Objectif de l'exercice:
Quelles lignes ci-dessous contiennent le mot « wall », en tenant compte de la casse ? Sélectionnez-les toutes et recopiez-les.

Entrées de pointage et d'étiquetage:
____

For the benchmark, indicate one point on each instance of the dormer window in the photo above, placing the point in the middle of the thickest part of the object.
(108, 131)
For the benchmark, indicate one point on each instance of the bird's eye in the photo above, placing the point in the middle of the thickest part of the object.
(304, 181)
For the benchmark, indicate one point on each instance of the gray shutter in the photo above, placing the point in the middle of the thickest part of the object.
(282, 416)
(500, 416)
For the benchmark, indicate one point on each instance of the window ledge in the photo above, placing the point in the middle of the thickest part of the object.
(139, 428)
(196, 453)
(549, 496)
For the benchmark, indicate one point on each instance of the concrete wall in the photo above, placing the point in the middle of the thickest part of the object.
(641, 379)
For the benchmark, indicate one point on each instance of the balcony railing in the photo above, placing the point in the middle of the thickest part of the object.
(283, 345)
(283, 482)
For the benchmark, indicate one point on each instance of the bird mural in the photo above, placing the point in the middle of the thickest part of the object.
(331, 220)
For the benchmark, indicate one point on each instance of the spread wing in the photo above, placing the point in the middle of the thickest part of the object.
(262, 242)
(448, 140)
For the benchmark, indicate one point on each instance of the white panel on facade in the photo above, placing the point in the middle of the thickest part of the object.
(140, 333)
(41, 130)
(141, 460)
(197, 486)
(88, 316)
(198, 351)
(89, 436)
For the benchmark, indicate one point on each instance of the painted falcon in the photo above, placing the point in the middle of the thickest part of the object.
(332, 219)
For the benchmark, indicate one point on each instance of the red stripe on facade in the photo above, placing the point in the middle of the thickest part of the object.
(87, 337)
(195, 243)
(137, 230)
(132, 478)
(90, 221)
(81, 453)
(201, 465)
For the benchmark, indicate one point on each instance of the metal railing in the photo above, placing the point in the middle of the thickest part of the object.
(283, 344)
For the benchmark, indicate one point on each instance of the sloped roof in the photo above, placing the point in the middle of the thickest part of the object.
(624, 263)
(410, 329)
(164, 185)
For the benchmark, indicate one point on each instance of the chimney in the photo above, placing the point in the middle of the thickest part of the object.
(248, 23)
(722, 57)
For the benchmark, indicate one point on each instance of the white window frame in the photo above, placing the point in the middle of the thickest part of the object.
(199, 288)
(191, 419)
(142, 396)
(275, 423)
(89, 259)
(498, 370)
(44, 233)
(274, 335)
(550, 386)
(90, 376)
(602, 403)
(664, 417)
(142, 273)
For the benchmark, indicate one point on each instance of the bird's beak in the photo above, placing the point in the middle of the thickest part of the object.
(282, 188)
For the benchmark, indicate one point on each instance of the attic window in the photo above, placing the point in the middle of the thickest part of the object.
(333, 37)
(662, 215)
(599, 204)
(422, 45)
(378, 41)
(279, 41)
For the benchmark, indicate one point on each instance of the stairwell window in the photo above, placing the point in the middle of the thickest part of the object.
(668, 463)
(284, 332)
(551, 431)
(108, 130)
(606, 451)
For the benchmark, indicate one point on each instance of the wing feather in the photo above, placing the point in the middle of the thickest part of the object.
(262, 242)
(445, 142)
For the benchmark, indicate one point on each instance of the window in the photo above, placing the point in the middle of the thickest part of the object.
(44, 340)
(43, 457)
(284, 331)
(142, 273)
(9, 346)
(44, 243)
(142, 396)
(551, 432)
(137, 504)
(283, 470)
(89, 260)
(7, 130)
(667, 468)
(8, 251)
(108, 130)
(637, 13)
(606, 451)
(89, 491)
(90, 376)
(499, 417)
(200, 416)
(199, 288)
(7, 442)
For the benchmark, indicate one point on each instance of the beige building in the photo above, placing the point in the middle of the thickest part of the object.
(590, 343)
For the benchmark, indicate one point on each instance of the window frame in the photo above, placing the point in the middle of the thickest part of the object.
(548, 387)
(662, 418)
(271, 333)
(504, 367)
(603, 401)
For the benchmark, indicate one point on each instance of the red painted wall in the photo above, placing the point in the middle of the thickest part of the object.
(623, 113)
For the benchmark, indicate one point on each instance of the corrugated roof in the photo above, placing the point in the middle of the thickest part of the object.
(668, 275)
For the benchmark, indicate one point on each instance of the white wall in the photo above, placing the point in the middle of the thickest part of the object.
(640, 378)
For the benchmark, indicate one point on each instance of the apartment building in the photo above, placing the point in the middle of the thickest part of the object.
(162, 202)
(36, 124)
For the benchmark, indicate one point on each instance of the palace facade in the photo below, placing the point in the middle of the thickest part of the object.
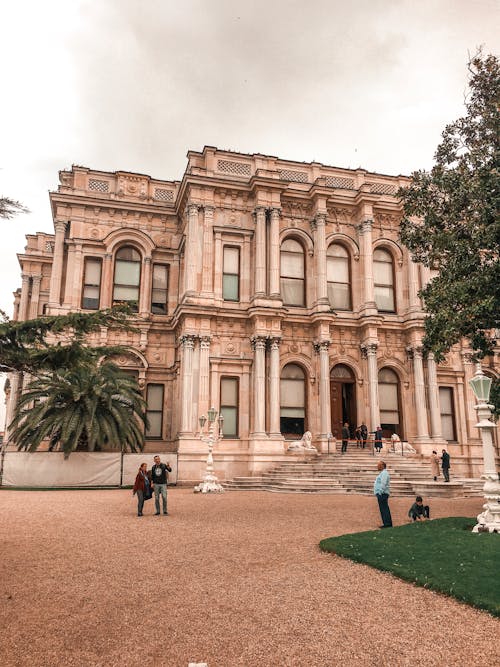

____

Réponse:
For the benchmark, indicate one point on each instance of the concrete wall in the photo above, placing the point in the middle of the thickest part of the object.
For the benchmark, indicate one point on each instance of the red painted wall in the photo above, placing the point in the middle of the thickest part of the object.
For the benchmark, indicate one point on each instance of the white wall in the photo above, placing the point in the middle of the thickest part of the object.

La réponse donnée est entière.